**OBJECTIVE**
Copy the lines from the one containing "for every instance of the curving" through the one containing "(797, 1219)", both included, replacing "forested hill" with "wooded hill" and changing nothing else. Leave the pictures out of your answer.
________________________________________
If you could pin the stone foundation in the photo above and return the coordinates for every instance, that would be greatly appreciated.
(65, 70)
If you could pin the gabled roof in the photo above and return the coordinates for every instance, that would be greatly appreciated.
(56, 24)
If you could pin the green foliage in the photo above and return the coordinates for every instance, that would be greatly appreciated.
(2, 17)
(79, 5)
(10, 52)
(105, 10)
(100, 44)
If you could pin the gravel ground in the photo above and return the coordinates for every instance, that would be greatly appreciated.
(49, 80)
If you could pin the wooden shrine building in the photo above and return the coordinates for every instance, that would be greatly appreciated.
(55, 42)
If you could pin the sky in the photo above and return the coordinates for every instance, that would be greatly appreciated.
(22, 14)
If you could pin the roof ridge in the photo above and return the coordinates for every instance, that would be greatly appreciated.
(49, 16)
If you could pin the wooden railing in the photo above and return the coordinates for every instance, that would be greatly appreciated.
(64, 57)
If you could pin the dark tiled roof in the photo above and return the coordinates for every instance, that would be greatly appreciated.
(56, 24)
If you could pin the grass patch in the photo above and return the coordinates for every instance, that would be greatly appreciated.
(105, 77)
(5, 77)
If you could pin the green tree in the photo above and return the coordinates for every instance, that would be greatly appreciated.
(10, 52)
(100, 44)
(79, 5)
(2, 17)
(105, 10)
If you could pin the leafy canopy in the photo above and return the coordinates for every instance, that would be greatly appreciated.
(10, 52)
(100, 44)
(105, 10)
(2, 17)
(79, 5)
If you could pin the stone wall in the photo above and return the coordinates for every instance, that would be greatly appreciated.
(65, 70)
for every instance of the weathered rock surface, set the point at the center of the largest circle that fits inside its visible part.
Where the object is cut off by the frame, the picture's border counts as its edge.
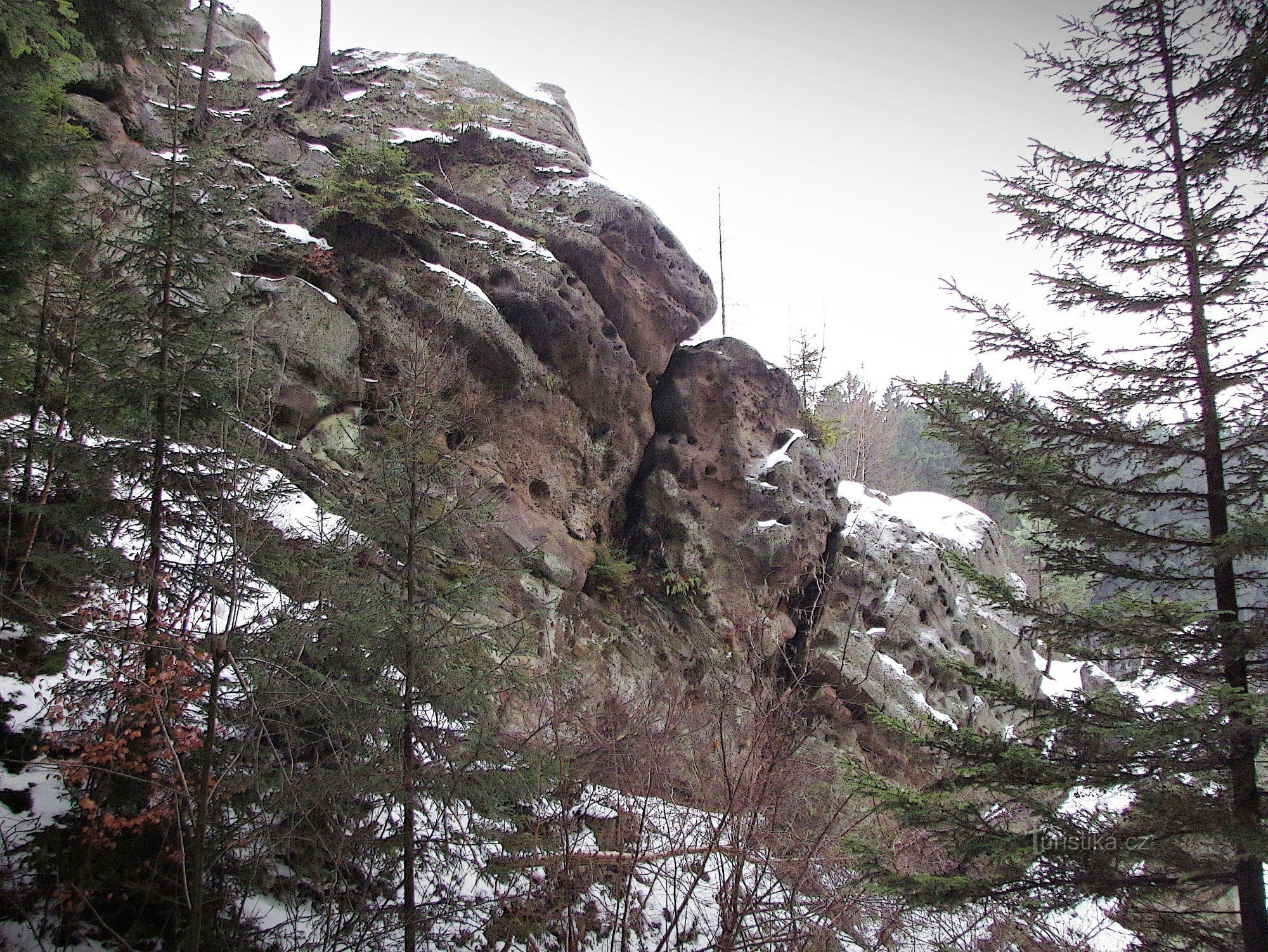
(569, 302)
(859, 595)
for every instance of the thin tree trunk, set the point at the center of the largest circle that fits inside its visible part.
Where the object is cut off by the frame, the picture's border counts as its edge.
(408, 783)
(198, 851)
(722, 271)
(321, 87)
(325, 67)
(1245, 788)
(205, 83)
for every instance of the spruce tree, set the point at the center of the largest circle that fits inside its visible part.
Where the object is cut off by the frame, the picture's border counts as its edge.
(1148, 468)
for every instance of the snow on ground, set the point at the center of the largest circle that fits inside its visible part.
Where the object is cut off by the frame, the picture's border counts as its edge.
(509, 136)
(933, 515)
(915, 697)
(528, 247)
(408, 134)
(773, 460)
(296, 233)
(1061, 679)
(42, 783)
(944, 518)
(457, 281)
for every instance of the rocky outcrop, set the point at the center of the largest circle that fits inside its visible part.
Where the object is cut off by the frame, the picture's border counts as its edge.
(566, 304)
(858, 594)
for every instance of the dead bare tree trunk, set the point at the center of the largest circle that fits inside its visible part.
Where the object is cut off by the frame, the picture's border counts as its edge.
(321, 87)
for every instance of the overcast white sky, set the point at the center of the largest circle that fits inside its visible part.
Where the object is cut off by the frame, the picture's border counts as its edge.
(850, 140)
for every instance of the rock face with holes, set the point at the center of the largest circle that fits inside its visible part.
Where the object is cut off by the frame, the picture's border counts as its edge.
(732, 494)
(567, 304)
(855, 595)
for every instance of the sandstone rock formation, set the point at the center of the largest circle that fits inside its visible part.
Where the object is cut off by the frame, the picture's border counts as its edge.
(569, 302)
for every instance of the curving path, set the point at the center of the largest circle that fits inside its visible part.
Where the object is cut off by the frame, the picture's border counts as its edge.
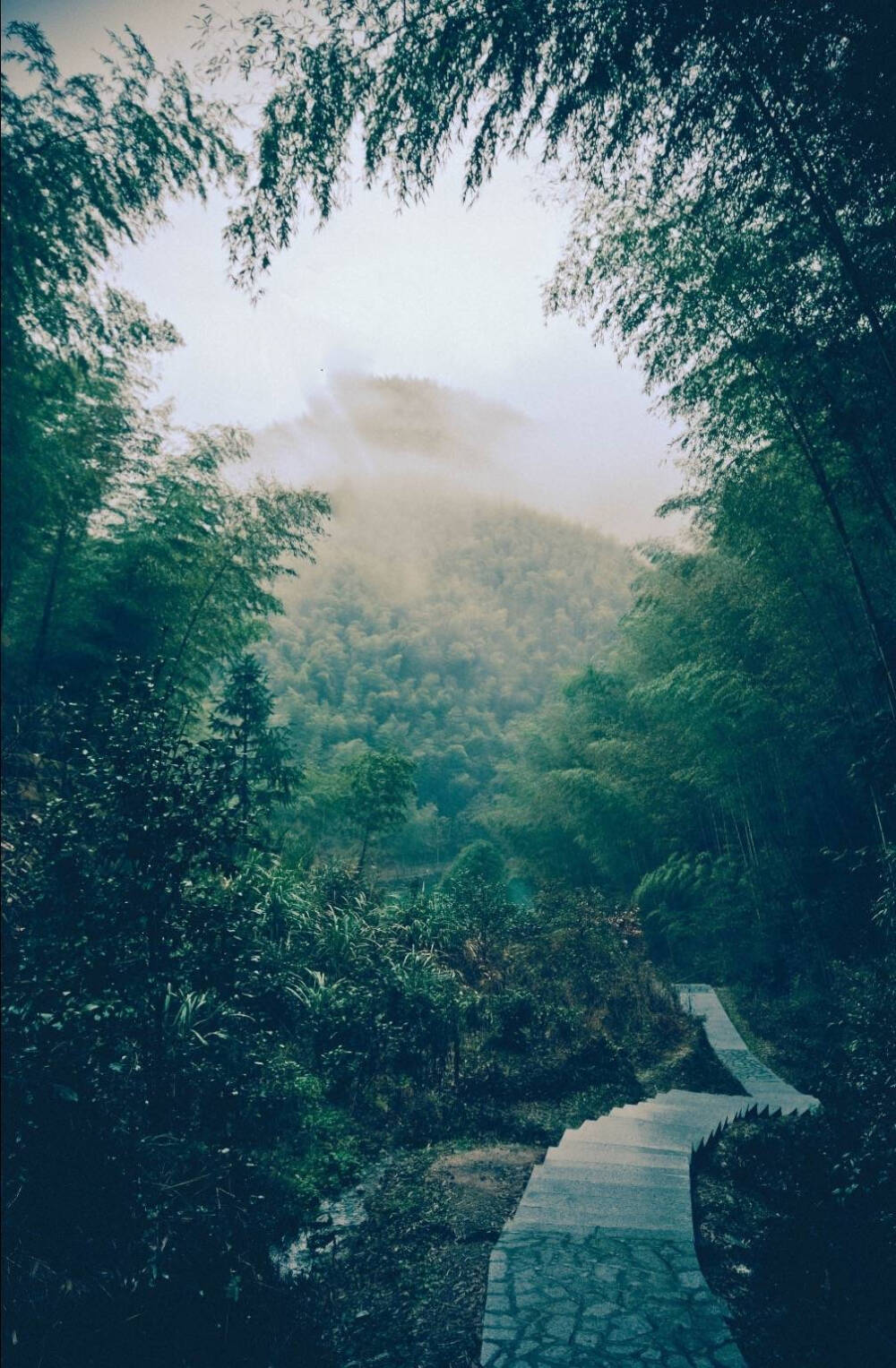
(598, 1267)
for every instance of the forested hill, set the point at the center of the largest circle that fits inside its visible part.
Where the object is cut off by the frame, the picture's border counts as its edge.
(430, 624)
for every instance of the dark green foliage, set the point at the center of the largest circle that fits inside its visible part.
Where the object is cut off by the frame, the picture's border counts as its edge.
(797, 1219)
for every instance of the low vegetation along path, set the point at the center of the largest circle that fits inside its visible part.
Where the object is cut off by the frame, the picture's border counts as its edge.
(598, 1266)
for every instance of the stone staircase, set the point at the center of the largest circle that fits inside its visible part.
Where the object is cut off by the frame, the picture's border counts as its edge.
(597, 1267)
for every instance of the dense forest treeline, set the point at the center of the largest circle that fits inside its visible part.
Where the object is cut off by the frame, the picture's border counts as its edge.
(211, 1020)
(431, 624)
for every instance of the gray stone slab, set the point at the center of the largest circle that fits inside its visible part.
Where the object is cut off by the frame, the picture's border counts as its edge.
(609, 1206)
(621, 1175)
(631, 1131)
(613, 1154)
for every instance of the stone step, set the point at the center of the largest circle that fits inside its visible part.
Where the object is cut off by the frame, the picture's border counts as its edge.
(613, 1154)
(617, 1175)
(676, 1113)
(685, 1114)
(630, 1131)
(607, 1206)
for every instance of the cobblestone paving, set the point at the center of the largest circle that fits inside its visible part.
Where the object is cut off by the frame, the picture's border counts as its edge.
(597, 1267)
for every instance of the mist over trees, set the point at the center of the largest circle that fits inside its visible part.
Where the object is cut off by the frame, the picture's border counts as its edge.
(434, 622)
(215, 1012)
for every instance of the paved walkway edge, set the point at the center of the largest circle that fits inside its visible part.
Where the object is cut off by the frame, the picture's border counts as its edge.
(597, 1267)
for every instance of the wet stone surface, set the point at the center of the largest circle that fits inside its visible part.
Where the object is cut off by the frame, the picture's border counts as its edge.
(597, 1267)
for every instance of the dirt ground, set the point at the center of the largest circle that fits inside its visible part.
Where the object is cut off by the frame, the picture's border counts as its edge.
(409, 1289)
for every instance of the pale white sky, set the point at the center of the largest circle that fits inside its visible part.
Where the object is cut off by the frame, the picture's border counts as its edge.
(438, 292)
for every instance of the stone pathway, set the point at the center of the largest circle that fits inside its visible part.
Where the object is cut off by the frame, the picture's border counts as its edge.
(598, 1267)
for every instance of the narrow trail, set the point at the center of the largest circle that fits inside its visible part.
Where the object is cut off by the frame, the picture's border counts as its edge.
(597, 1267)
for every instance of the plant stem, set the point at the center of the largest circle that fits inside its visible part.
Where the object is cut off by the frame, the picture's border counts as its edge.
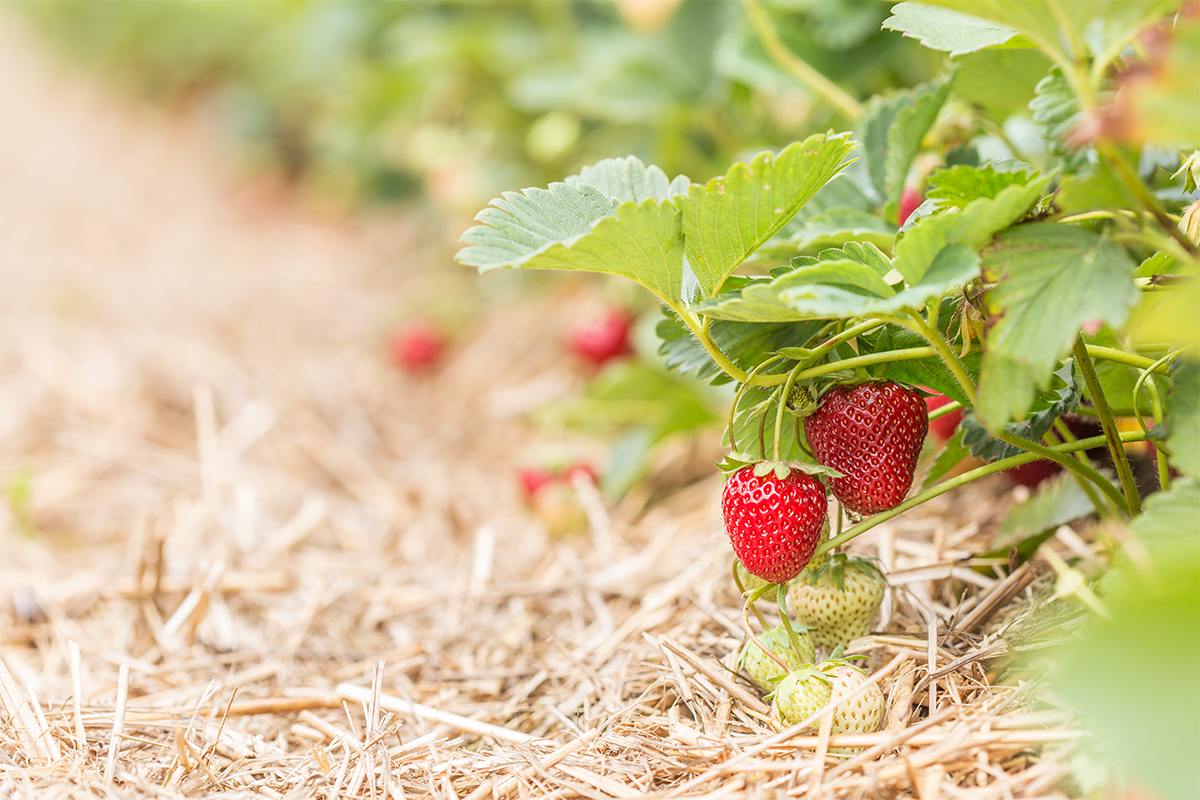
(1074, 465)
(961, 480)
(798, 67)
(1128, 359)
(1110, 428)
(783, 405)
(1102, 509)
(942, 410)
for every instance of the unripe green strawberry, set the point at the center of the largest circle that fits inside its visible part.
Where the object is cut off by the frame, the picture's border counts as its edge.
(801, 695)
(763, 671)
(839, 600)
(861, 715)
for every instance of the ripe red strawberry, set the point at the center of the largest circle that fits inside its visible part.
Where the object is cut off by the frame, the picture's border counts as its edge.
(838, 601)
(418, 346)
(774, 519)
(871, 433)
(763, 671)
(603, 337)
(910, 199)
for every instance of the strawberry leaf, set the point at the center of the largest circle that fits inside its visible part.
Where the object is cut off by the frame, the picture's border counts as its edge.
(730, 217)
(1054, 277)
(943, 29)
(1183, 419)
(841, 289)
(973, 226)
(946, 459)
(891, 131)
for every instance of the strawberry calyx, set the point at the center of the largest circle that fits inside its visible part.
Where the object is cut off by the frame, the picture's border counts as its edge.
(837, 565)
(804, 401)
(736, 462)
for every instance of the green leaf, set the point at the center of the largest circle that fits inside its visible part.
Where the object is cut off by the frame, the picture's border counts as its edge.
(891, 131)
(1183, 419)
(949, 457)
(960, 185)
(1101, 26)
(840, 289)
(1062, 400)
(642, 242)
(730, 217)
(1056, 109)
(1152, 631)
(1095, 187)
(745, 344)
(517, 226)
(1055, 503)
(756, 407)
(947, 30)
(1001, 82)
(1053, 278)
(839, 226)
(973, 226)
(628, 180)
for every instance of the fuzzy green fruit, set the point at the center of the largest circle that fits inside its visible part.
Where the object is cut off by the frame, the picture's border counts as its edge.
(763, 671)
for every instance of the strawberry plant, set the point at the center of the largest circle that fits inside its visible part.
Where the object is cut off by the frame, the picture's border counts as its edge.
(1047, 272)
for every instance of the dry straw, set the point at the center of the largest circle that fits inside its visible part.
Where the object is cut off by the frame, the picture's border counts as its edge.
(245, 558)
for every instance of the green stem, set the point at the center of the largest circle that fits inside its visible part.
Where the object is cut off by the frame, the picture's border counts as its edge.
(798, 67)
(783, 405)
(961, 480)
(1156, 407)
(1074, 465)
(942, 410)
(1128, 359)
(1110, 428)
(1102, 509)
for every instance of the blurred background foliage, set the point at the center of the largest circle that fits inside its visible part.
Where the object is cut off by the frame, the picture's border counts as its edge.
(456, 100)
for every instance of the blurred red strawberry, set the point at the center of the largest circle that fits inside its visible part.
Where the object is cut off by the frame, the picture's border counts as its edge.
(603, 336)
(418, 346)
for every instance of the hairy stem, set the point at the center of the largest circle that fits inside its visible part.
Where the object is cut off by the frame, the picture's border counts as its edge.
(1110, 428)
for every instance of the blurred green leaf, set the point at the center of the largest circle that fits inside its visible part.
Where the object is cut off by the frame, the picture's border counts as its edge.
(947, 30)
(958, 186)
(1133, 677)
(745, 344)
(1062, 398)
(1000, 80)
(1053, 278)
(891, 131)
(1055, 503)
(973, 226)
(628, 180)
(947, 458)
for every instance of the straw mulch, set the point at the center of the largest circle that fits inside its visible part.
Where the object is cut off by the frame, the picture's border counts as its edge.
(244, 557)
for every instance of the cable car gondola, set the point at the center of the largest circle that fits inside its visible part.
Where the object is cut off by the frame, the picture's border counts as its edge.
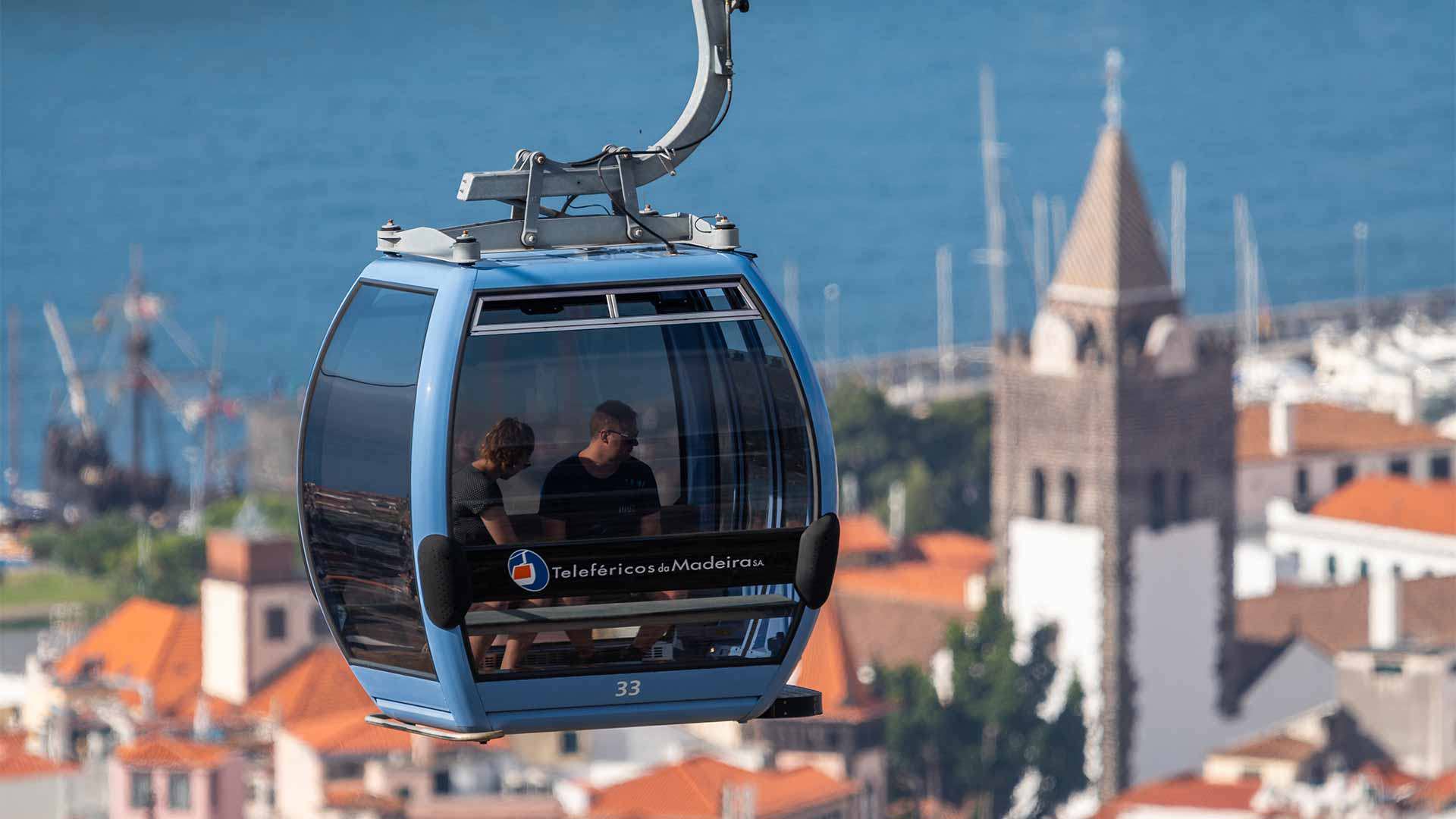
(571, 471)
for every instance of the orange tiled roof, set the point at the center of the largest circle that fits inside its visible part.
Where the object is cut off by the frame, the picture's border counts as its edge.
(346, 733)
(830, 668)
(1335, 618)
(171, 752)
(1394, 502)
(1285, 748)
(147, 642)
(1327, 428)
(956, 548)
(1389, 779)
(949, 558)
(1440, 793)
(915, 582)
(318, 684)
(693, 789)
(862, 534)
(1184, 792)
(17, 763)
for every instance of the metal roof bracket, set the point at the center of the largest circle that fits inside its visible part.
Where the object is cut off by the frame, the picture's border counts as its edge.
(535, 177)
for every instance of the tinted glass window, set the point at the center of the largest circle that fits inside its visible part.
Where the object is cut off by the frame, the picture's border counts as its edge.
(1440, 466)
(356, 479)
(532, 311)
(704, 431)
(180, 792)
(667, 302)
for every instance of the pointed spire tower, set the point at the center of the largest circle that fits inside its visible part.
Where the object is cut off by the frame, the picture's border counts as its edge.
(1112, 479)
(1111, 278)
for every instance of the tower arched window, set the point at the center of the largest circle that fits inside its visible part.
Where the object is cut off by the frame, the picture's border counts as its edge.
(1184, 509)
(1156, 500)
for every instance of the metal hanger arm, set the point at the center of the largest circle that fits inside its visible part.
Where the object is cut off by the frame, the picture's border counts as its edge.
(696, 121)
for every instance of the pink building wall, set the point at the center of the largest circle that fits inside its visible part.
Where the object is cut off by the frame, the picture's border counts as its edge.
(228, 803)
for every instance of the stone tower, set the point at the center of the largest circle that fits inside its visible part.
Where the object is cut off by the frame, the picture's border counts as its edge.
(1116, 417)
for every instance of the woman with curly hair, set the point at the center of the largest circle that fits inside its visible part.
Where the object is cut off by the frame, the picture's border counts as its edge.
(478, 507)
________________________________________
**FINISHED ANSWER**
for every instance of the curving path, set the point at the center of the largest circle that fits inside its visible part.
Where the object is cut off by the frame, the picture's border counts as its edge.
(598, 1267)
for every instance of the wooded hill, set the point at the center of the largest circle that fits inside its visible part.
Where the object is cut off by the frame, the picture's border counts as its edge.
(430, 624)
for every instance of the dark green foliage, set the point at the center of the largest circle that fits inside its visible part.
Where the object is cut off by the frame, the picture's border counts as its edge.
(797, 1219)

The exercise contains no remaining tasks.